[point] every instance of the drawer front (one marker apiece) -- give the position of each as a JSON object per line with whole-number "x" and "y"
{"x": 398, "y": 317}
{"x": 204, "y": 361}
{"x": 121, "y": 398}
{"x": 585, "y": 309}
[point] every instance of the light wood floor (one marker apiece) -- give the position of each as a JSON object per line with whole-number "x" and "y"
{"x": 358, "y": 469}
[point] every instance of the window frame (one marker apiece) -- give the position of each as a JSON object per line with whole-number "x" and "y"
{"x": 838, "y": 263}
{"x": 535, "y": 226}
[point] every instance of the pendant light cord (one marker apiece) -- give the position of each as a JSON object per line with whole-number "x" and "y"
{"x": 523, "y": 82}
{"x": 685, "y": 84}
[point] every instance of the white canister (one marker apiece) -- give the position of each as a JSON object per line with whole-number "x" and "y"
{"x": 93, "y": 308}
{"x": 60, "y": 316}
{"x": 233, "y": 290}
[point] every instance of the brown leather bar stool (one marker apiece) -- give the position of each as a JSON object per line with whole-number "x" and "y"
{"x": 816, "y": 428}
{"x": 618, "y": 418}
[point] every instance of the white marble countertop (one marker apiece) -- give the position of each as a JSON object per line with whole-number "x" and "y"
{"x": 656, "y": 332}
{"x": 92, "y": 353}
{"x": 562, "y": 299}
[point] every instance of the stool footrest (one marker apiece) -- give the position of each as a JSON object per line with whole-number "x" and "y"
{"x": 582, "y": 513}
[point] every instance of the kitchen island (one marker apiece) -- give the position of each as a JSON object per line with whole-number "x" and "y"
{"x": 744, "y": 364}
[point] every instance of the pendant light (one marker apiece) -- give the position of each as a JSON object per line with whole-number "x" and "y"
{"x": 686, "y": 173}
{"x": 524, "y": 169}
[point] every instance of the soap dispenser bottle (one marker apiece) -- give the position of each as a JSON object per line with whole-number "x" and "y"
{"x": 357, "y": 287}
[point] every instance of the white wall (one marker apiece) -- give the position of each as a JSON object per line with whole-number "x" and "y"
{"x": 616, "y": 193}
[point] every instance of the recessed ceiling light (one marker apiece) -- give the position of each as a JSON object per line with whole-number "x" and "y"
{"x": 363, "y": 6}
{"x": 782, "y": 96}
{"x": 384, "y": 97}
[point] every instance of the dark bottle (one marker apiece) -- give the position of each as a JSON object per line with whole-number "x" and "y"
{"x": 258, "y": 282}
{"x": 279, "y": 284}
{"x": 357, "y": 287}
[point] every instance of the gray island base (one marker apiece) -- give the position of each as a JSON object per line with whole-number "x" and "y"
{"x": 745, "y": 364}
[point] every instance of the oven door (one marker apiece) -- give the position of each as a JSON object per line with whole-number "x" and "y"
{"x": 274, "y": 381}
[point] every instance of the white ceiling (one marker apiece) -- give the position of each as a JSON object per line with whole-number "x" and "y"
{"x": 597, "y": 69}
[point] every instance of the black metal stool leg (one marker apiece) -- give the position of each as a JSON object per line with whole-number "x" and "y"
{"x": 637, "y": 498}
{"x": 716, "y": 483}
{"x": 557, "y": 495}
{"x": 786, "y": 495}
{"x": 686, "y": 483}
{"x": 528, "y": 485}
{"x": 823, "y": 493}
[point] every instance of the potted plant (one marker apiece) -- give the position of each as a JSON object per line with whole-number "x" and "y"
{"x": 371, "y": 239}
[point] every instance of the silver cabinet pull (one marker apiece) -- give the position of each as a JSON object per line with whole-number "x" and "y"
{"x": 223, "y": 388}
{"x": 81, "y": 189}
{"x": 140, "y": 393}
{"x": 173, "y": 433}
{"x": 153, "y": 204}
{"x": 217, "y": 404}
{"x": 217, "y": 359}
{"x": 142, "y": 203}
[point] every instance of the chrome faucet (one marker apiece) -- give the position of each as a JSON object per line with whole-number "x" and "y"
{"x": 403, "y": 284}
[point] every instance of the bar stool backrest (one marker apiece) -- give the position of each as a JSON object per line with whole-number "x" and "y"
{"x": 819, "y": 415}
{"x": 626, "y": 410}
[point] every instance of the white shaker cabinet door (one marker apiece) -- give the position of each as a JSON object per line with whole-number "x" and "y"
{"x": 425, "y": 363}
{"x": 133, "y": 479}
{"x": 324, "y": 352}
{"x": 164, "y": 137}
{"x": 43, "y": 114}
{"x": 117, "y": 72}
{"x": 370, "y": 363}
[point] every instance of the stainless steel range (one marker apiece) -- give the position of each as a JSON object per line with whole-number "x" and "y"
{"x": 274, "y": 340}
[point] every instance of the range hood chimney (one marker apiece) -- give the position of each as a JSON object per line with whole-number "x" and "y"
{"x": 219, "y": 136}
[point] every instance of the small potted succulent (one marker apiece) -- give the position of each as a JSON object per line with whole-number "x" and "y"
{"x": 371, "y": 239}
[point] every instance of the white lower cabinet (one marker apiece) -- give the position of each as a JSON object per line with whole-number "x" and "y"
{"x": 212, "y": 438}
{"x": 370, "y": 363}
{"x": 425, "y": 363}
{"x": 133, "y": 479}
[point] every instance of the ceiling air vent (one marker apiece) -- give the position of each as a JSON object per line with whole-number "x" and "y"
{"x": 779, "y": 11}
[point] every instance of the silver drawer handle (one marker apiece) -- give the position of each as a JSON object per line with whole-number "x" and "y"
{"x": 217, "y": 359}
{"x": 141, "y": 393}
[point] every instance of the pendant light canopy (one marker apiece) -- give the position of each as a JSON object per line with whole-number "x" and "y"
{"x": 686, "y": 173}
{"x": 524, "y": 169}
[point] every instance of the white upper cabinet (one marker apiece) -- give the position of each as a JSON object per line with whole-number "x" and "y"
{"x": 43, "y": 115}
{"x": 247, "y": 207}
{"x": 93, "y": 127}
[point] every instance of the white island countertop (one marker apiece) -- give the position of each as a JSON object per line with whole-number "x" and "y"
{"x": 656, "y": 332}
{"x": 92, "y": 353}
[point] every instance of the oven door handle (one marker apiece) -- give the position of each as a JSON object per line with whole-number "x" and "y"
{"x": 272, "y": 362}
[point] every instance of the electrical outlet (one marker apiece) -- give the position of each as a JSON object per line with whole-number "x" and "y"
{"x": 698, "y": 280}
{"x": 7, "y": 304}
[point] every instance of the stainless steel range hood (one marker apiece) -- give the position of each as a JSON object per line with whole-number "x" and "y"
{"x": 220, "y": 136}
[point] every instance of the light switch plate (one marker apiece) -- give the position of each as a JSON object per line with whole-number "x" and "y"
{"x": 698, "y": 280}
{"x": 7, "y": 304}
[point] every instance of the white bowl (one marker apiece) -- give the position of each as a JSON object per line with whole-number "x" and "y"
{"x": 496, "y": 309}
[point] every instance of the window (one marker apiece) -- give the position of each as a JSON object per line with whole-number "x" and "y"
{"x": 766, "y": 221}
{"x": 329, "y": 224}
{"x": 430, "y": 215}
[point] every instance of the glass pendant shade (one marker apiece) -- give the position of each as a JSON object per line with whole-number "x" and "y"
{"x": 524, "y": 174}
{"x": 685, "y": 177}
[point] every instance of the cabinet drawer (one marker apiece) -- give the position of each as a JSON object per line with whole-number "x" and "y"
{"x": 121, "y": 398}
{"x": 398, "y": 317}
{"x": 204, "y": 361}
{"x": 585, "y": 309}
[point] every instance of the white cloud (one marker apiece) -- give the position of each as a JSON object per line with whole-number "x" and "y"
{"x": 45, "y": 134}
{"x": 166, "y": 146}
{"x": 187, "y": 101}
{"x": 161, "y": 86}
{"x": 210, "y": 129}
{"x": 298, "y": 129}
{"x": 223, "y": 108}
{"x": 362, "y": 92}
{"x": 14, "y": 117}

+ + + + + + +

Task requirements>
Each line of the material above needs to be quoted exactly, please.

Exercise result>
[point] every instance of the drawer front (one marker apiece) -- give the position of each as a JSON object per line with whole-number "x" and "y"
{"x": 398, "y": 317}
{"x": 204, "y": 361}
{"x": 121, "y": 398}
{"x": 585, "y": 309}
[point] every instance of the light wood floor (one marker apiece) -- give the position of each as a JSON object per line with whole-number "x" and "y"
{"x": 358, "y": 469}
[point] every instance of the window frame (one marker apiece) -- give the position of each as a JSON object per line with whole-number "x" and "y"
{"x": 838, "y": 263}
{"x": 535, "y": 226}
[point] every instance of the pendant light cord (one marker apiece) -- give the position of each as a JSON object per line with whole-number "x" and "y"
{"x": 523, "y": 82}
{"x": 685, "y": 84}
[point] every instance of the white canister (one marker apiece) -- give the position of each as a JSON object per line with whole-number "x" and "y"
{"x": 93, "y": 308}
{"x": 60, "y": 316}
{"x": 233, "y": 290}
[point] every instance of the brown leather bar stool (one marker apiece) -- give the position of each as a JSON object per line with whole-number "x" and "y"
{"x": 816, "y": 428}
{"x": 618, "y": 418}
[point] every instance of the white marble countertop (one marker apiece) -- give the position of each as a JSON object per line with whole-number "x" and "y"
{"x": 656, "y": 332}
{"x": 92, "y": 353}
{"x": 562, "y": 299}
[point] every instance of the stool footrest (one marker apiece) -- give the position of each as a JSON object per line with whole-number "x" and "y"
{"x": 582, "y": 513}
[point] every instance of the kitchen island (one marker apiece) -- give the position of each as a JSON object per line with whole-number "x" and "y"
{"x": 744, "y": 364}
[point] every instance of the pendant light (one marker apiece) -- give the position of each as a JSON object per line with whole-number "x" and "y"
{"x": 686, "y": 173}
{"x": 524, "y": 169}
[point] every instance of the soap dispenser bottle (one marker apiece) -- give the position of each as a JSON object per line with whole-number "x" and "y"
{"x": 357, "y": 287}
[point] every instance of the white wall (one marker apiece) -- give the position of each as a JSON object per line with whole-number "x" and "y"
{"x": 616, "y": 193}
[point] every instance of the recessed ceiling light (one marker apiece) -- give the position of each as a JSON object per line with whole-number "x" and "y"
{"x": 363, "y": 6}
{"x": 782, "y": 96}
{"x": 384, "y": 97}
[point] every instance of the dark bottle (one marker apiece) -- give the position of each as a JSON object per line with whole-number "x" and "y"
{"x": 258, "y": 282}
{"x": 279, "y": 284}
{"x": 357, "y": 287}
[point] every instance of the gray island base (one marker apiece) -- give the position of each as a JSON object per line with whole-number "x" and "y"
{"x": 745, "y": 364}
[point] every instance of the oven door (one marker apiece) -- give the position of each as a JSON object per line with whole-number "x" and "y"
{"x": 274, "y": 381}
[point] every instance of the white ceiling (one marker apiece) -- give the position of each as a JSON object per line with whole-number "x" and "y"
{"x": 597, "y": 69}
[point] every instance of the black metal stool leg (one marker apiece) -- give the position of each as a JSON object per line with whole-number "x" and "y"
{"x": 637, "y": 498}
{"x": 716, "y": 483}
{"x": 557, "y": 495}
{"x": 786, "y": 495}
{"x": 686, "y": 483}
{"x": 528, "y": 485}
{"x": 823, "y": 493}
[point] every instance of the potted plant (one marker apiece) -- give the position of each as a JSON object per line with whole-number "x" and "y"
{"x": 371, "y": 239}
[point] every instance of the silver cabinet pull (one marker apiece) -- give the position of each as a JSON object per line with whole-number "x" and "y"
{"x": 223, "y": 388}
{"x": 81, "y": 189}
{"x": 140, "y": 393}
{"x": 173, "y": 433}
{"x": 153, "y": 204}
{"x": 217, "y": 404}
{"x": 217, "y": 359}
{"x": 142, "y": 203}
[point] every instance of the chrome faucet (one marker apiece) -- give the position of each as a JSON object per line with whole-number "x" and "y"
{"x": 403, "y": 284}
[point] every instance of the bar stool backrest (one marker apiece) -- give the position of each as a JSON object per line with whole-number "x" and "y"
{"x": 819, "y": 415}
{"x": 626, "y": 410}
[point] every instance of the white shaker cabinet door (one marker apiece) -- give the position of each as a JSON object per line with whole-number "x" and "y"
{"x": 425, "y": 363}
{"x": 133, "y": 479}
{"x": 324, "y": 352}
{"x": 164, "y": 137}
{"x": 43, "y": 114}
{"x": 117, "y": 72}
{"x": 370, "y": 363}
[point] every instance of the stainless steel range (one marker apiece) -- give the position of each as a JSON object per line with whole-number "x" and "y"
{"x": 274, "y": 340}
[point] every instance of the range hood chimney (one marker apiece) -- give the position of each as a JSON object per line with whole-number "x" and "y"
{"x": 219, "y": 136}
[point] every instance of the small potted succulent (one marker apiece) -- give the position of each as a JSON object per line with whole-number "x" and "y"
{"x": 371, "y": 239}
[point] every instance of the white lower cabinet (one marker apiece) -- give the position of each as a JSON object per line with whole-number "x" and "y"
{"x": 212, "y": 438}
{"x": 370, "y": 363}
{"x": 425, "y": 363}
{"x": 133, "y": 479}
[point] every instance of the ceiling air vent (one marker apiece) -- give the position of each as a JSON object per line with whole-number "x" and "y"
{"x": 779, "y": 11}
[point] every instance of the silver drawer handle (one marker apiece) -- give the position of each as a JSON object per line with whole-number "x" and "y"
{"x": 217, "y": 359}
{"x": 141, "y": 393}
[point] every instance of the pendant light canopy (one marker apiece) -- give the position of each as a JSON object per line with whole-number "x" and "y"
{"x": 686, "y": 173}
{"x": 524, "y": 169}
[point] every instance of the white upper cabinet (one marker apiece) -- give the position of each as a JSON object per line with whole-number "x" and "y"
{"x": 43, "y": 115}
{"x": 247, "y": 207}
{"x": 93, "y": 127}
[point] every instance of the white island countertop (one marker apiece) -- give the position of each as a JSON object per line with whole-number "x" and "y"
{"x": 656, "y": 332}
{"x": 92, "y": 353}
[point] every instance of the oven door handle (one marker apiece) -- give the position of each as a JSON object per line with whole-number "x" and "y"
{"x": 272, "y": 362}
[point] every instance of the electrical outlet (one marker apiece) -- give the position of each as a JSON object per line with whole-number "x" and "y"
{"x": 698, "y": 280}
{"x": 7, "y": 304}
[point] every instance of the stainless steel range hood (one marker apiece) -- give the position of each as a JSON object per line with whole-number "x" and "y"
{"x": 220, "y": 136}
[point] every instance of the light switch plate (one marker apiece) -- give the position of each as a JSON object per line with whole-number "x" and "y"
{"x": 698, "y": 280}
{"x": 7, "y": 304}
[point] every instance of the white bowl (one marker apiece) -- give the position of each as a JSON object per line with whole-number "x" and "y"
{"x": 496, "y": 309}
[point] every instance of the window (one marker apiece) -- give the position of each as a JSON object per line with whole-number "x" and "y"
{"x": 766, "y": 221}
{"x": 329, "y": 224}
{"x": 430, "y": 215}
[point] every instance of the glass pendant shade (one marker apiece) -- give the position of each as a JSON object per line with whole-number "x" and "y"
{"x": 524, "y": 174}
{"x": 685, "y": 177}
[point] every instance of the cabinet drawer (one marker apiece) -- give the position of each as a JSON object per line with whole-number "x" and "y"
{"x": 121, "y": 398}
{"x": 398, "y": 317}
{"x": 204, "y": 361}
{"x": 585, "y": 309}
[point] every instance of the white cloud (one marker apiece) -- give the position of each as a JSON object per line with whole-number "x" and "y"
{"x": 45, "y": 134}
{"x": 166, "y": 146}
{"x": 187, "y": 101}
{"x": 161, "y": 86}
{"x": 210, "y": 129}
{"x": 298, "y": 129}
{"x": 223, "y": 108}
{"x": 362, "y": 92}
{"x": 14, "y": 117}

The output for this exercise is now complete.